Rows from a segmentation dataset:
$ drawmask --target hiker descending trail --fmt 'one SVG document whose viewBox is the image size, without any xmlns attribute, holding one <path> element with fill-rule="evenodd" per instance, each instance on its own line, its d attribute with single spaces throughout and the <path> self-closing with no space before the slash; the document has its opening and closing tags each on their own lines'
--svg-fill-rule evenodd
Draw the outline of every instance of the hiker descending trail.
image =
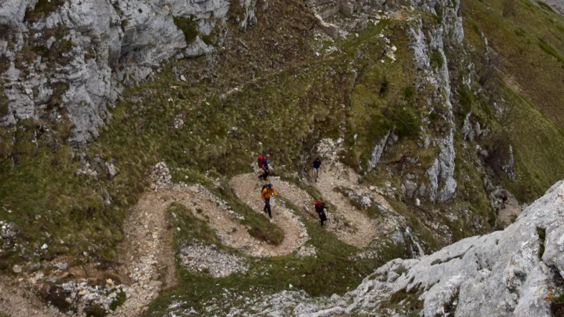
<svg viewBox="0 0 564 317">
<path fill-rule="evenodd" d="M 368 217 L 365 212 L 358 210 L 351 204 L 349 199 L 336 192 L 339 186 L 352 187 L 358 184 L 358 175 L 352 169 L 340 165 L 340 162 L 327 162 L 321 168 L 323 177 L 314 186 L 319 190 L 327 202 L 335 206 L 337 212 L 342 215 L 350 228 L 348 235 L 340 237 L 349 244 L 366 246 L 378 235 L 375 221 Z M 329 221 L 331 222 L 331 218 Z"/>
<path fill-rule="evenodd" d="M 176 284 L 166 200 L 165 193 L 146 192 L 128 215 L 124 226 L 125 240 L 120 247 L 119 262 L 124 264 L 118 271 L 130 279 L 130 297 L 109 316 L 139 316 L 162 288 Z"/>
<path fill-rule="evenodd" d="M 285 241 L 287 239 L 285 237 L 285 243 L 273 245 L 257 240 L 249 234 L 245 226 L 241 224 L 237 219 L 241 216 L 212 201 L 212 199 L 217 201 L 219 199 L 214 197 L 213 193 L 201 185 L 188 188 L 175 187 L 172 190 L 168 190 L 166 192 L 171 197 L 174 197 L 172 198 L 174 201 L 196 211 L 194 215 L 197 218 L 208 221 L 209 226 L 216 230 L 216 234 L 223 244 L 237 249 L 250 256 L 284 256 L 301 246 L 305 242 L 301 241 L 299 239 L 295 241 Z M 257 195 L 256 191 L 254 193 Z M 213 198 L 210 199 L 210 197 Z M 299 237 L 300 235 L 306 234 L 305 229 L 300 228 L 298 224 L 293 227 L 293 229 L 295 229 L 294 231 L 297 232 L 294 235 Z M 285 231 L 284 233 L 285 237 L 288 237 L 289 234 Z M 290 234 L 290 236 L 292 235 Z"/>
<path fill-rule="evenodd" d="M 32 291 L 9 278 L 0 278 L 0 316 L 63 317 L 65 314 L 47 307 Z"/>
<path fill-rule="evenodd" d="M 321 160 L 319 157 L 314 161 L 314 179 L 317 182 L 318 178 L 319 178 L 319 169 L 321 168 Z"/>
<path fill-rule="evenodd" d="M 265 206 L 260 196 L 263 183 L 257 179 L 257 174 L 249 173 L 235 176 L 230 182 L 230 184 L 241 201 L 255 212 L 265 215 Z M 303 245 L 309 237 L 305 226 L 299 217 L 276 200 L 271 201 L 271 205 L 274 215 L 271 221 L 284 232 L 284 240 L 276 248 L 286 254 Z"/>
<path fill-rule="evenodd" d="M 324 171 L 323 179 L 333 179 L 334 171 Z M 295 184 L 283 180 L 279 177 L 271 180 L 276 186 L 279 194 L 292 201 L 300 210 L 306 212 L 312 219 L 319 221 L 319 215 L 315 212 L 316 200 L 307 192 Z M 351 245 L 363 248 L 368 245 L 378 235 L 378 227 L 376 221 L 370 219 L 365 213 L 351 205 L 348 199 L 342 194 L 336 192 L 334 186 L 320 182 L 324 187 L 319 187 L 325 201 L 336 206 L 330 208 L 327 213 L 327 221 L 323 227 L 333 232 L 340 240 Z M 306 206 L 307 209 L 303 208 Z"/>
<path fill-rule="evenodd" d="M 270 155 L 269 154 L 267 154 L 265 156 L 262 156 L 262 155 L 258 156 L 257 160 L 258 167 L 263 172 L 259 175 L 258 178 L 259 179 L 262 179 L 263 180 L 266 180 L 266 179 L 268 177 L 268 174 L 270 173 L 270 169 L 268 168 L 268 160 L 270 159 Z"/>
</svg>

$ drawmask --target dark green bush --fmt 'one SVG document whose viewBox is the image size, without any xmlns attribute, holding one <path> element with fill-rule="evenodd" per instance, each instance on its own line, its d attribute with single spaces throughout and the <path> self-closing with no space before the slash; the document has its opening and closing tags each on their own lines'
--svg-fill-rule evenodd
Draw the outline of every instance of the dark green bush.
<svg viewBox="0 0 564 317">
<path fill-rule="evenodd" d="M 403 96 L 406 99 L 408 99 L 415 95 L 415 87 L 413 86 L 408 86 L 403 90 Z"/>
<path fill-rule="evenodd" d="M 465 86 L 460 87 L 459 91 L 459 102 L 462 107 L 463 114 L 466 115 L 472 109 L 472 103 L 474 102 L 474 95 L 470 89 Z"/>
<path fill-rule="evenodd" d="M 431 67 L 440 68 L 444 63 L 443 54 L 438 50 L 433 50 L 431 53 Z"/>
<path fill-rule="evenodd" d="M 443 7 L 440 6 L 440 3 L 437 1 L 435 3 L 435 12 L 437 12 L 437 16 L 439 17 L 440 20 L 443 20 Z"/>
<path fill-rule="evenodd" d="M 28 9 L 25 11 L 24 21 L 30 23 L 37 22 L 57 10 L 64 3 L 65 0 L 38 0 L 33 10 Z"/>
<path fill-rule="evenodd" d="M 388 112 L 387 117 L 393 123 L 395 134 L 400 138 L 415 137 L 418 134 L 421 120 L 407 107 L 396 106 Z"/>
</svg>

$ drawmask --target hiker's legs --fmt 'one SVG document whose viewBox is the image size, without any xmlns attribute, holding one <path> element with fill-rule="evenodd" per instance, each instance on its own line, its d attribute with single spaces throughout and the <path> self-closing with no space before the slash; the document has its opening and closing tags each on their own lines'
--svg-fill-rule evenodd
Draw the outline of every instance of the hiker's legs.
<svg viewBox="0 0 564 317">
<path fill-rule="evenodd" d="M 268 213 L 268 217 L 272 218 L 272 211 L 270 209 L 270 199 L 265 198 L 265 209 L 263 209 L 265 213 Z"/>
<path fill-rule="evenodd" d="M 262 209 L 262 211 L 264 212 L 267 212 L 268 206 L 270 205 L 270 199 L 265 198 L 265 208 Z"/>
<path fill-rule="evenodd" d="M 259 178 L 262 178 L 265 180 L 266 180 L 266 178 L 268 177 L 268 170 L 264 170 L 264 173 L 262 173 L 260 176 L 258 177 Z"/>
</svg>

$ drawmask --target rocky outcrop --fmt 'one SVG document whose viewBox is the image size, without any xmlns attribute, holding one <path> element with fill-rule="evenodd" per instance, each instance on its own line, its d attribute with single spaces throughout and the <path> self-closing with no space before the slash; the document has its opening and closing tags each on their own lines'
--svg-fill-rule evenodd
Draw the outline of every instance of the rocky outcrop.
<svg viewBox="0 0 564 317">
<path fill-rule="evenodd" d="M 221 42 L 230 18 L 243 29 L 255 23 L 255 3 L 3 1 L 0 85 L 7 111 L 0 113 L 0 126 L 27 118 L 55 124 L 68 120 L 69 140 L 88 141 L 109 118 L 107 105 L 123 85 L 146 80 L 164 60 L 213 51 L 202 38 Z"/>
<path fill-rule="evenodd" d="M 413 50 L 414 62 L 421 73 L 419 85 L 425 83 L 435 87 L 434 103 L 446 108 L 446 118 L 451 126 L 454 126 L 452 93 L 450 86 L 450 74 L 445 55 L 445 50 L 450 46 L 458 45 L 464 36 L 462 17 L 460 15 L 460 3 L 457 1 L 438 1 L 412 3 L 415 7 L 430 12 L 440 17 L 440 23 L 430 29 L 424 30 L 420 19 L 416 27 L 409 30 L 409 45 Z M 439 10 L 440 12 L 437 12 Z M 437 60 L 436 65 L 431 56 Z M 455 196 L 456 181 L 454 179 L 455 157 L 453 130 L 451 127 L 442 138 L 437 138 L 433 143 L 437 144 L 440 152 L 434 162 L 427 170 L 429 178 L 429 198 L 432 202 L 443 202 Z"/>
<path fill-rule="evenodd" d="M 343 296 L 311 298 L 303 291 L 284 291 L 248 301 L 231 312 L 301 317 L 413 311 L 426 317 L 552 316 L 551 299 L 563 287 L 563 197 L 561 181 L 505 230 L 460 240 L 419 259 L 393 260 Z"/>
</svg>

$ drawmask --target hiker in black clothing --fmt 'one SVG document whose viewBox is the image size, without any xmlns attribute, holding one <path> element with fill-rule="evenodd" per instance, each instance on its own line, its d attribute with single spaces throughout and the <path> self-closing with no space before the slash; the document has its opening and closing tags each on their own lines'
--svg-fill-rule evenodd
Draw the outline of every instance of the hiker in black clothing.
<svg viewBox="0 0 564 317">
<path fill-rule="evenodd" d="M 321 167 L 321 160 L 319 157 L 314 161 L 314 177 L 315 182 L 317 183 L 317 178 L 319 175 L 319 168 Z"/>
<path fill-rule="evenodd" d="M 265 171 L 262 175 L 260 175 L 258 178 L 262 178 L 265 180 L 266 180 L 266 178 L 268 177 L 268 173 L 270 173 L 270 170 L 268 169 L 268 158 L 270 158 L 270 155 L 267 154 L 262 158 L 262 161 L 259 162 L 258 166 L 262 169 L 262 170 Z"/>
<path fill-rule="evenodd" d="M 319 222 L 321 223 L 321 226 L 323 226 L 323 223 L 327 221 L 327 216 L 325 214 L 325 211 L 324 209 L 327 209 L 327 204 L 323 201 L 316 201 L 315 202 L 315 212 L 319 215 Z"/>
<path fill-rule="evenodd" d="M 505 209 L 505 201 L 507 201 L 507 200 L 509 199 L 509 197 L 507 197 L 507 193 L 505 192 L 505 191 L 501 192 L 501 195 L 500 195 L 500 198 L 501 199 L 501 209 Z"/>
</svg>

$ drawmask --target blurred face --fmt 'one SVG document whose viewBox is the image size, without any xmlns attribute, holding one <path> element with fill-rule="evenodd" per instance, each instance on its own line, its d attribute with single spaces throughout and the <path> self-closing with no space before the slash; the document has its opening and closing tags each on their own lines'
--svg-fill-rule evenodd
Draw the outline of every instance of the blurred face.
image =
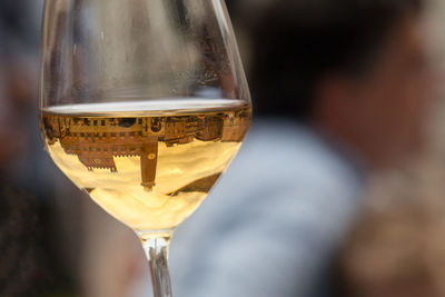
<svg viewBox="0 0 445 297">
<path fill-rule="evenodd" d="M 325 126 L 370 165 L 386 166 L 422 147 L 431 77 L 423 22 L 407 17 L 368 73 L 326 92 Z"/>
</svg>

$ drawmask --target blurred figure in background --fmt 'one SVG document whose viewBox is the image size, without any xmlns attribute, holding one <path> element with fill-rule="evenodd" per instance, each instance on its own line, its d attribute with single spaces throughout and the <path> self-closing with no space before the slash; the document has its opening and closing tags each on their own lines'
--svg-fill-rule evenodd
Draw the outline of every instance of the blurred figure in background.
<svg viewBox="0 0 445 297">
<path fill-rule="evenodd" d="M 0 3 L 0 296 L 75 291 L 59 245 L 53 167 L 38 139 L 40 7 Z"/>
<path fill-rule="evenodd" d="M 373 197 L 380 201 L 368 206 L 343 245 L 338 297 L 445 295 L 444 178 L 439 185 L 417 185 L 422 190 L 414 192 L 407 182 L 406 190 L 383 187 L 386 194 Z M 418 177 L 411 181 L 417 184 Z"/>
<path fill-rule="evenodd" d="M 254 30 L 257 121 L 180 228 L 178 296 L 332 296 L 369 172 L 419 152 L 429 107 L 423 1 L 276 1 Z M 277 120 L 277 117 L 287 120 Z"/>
</svg>

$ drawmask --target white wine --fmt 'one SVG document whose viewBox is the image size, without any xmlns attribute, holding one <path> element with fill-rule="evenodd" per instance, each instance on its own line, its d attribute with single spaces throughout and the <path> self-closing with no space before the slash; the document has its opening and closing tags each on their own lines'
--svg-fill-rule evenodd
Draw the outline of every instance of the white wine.
<svg viewBox="0 0 445 297">
<path fill-rule="evenodd" d="M 41 111 L 58 167 L 136 230 L 175 228 L 206 198 L 250 126 L 239 100 L 76 105 Z"/>
</svg>

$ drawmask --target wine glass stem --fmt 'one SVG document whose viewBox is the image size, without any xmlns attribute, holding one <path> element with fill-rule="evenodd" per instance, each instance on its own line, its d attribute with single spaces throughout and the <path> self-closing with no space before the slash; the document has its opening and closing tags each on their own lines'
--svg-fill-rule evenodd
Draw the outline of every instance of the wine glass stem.
<svg viewBox="0 0 445 297">
<path fill-rule="evenodd" d="M 150 266 L 155 297 L 171 297 L 170 274 L 168 270 L 168 248 L 170 238 L 142 238 L 142 246 Z"/>
</svg>

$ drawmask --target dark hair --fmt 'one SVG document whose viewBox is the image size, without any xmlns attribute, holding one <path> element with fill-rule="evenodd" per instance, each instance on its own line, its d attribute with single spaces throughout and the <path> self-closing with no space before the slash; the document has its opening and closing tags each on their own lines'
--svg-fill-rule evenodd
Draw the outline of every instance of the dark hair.
<svg viewBox="0 0 445 297">
<path fill-rule="evenodd" d="M 305 121 L 332 72 L 360 75 L 422 0 L 278 0 L 255 27 L 251 90 L 259 116 Z"/>
</svg>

→ Requirement
Rewrite the lines starting at the one containing "--target blurred figure" and ending at the one containing "296 L 75 291" as a numbered list, leaving out any blank lines.

→ Response
1. $ drawmask --target blurred figure in background --fmt 'one SVG document whose viewBox is the image size, without any xmlns attribute, holding one <path> element with fill-rule="evenodd" per instance, each instance on its own line, its d attribute with single spaces throughout and the <path> self-closing with no space before the slash; the document has its opening and closing tags each on their own lines'
2. --svg-fill-rule evenodd
3. Draw the outline of every instance of the blurred figure in background.
4. <svg viewBox="0 0 445 297">
5. <path fill-rule="evenodd" d="M 0 3 L 0 296 L 75 291 L 59 245 L 53 167 L 38 139 L 40 7 Z"/>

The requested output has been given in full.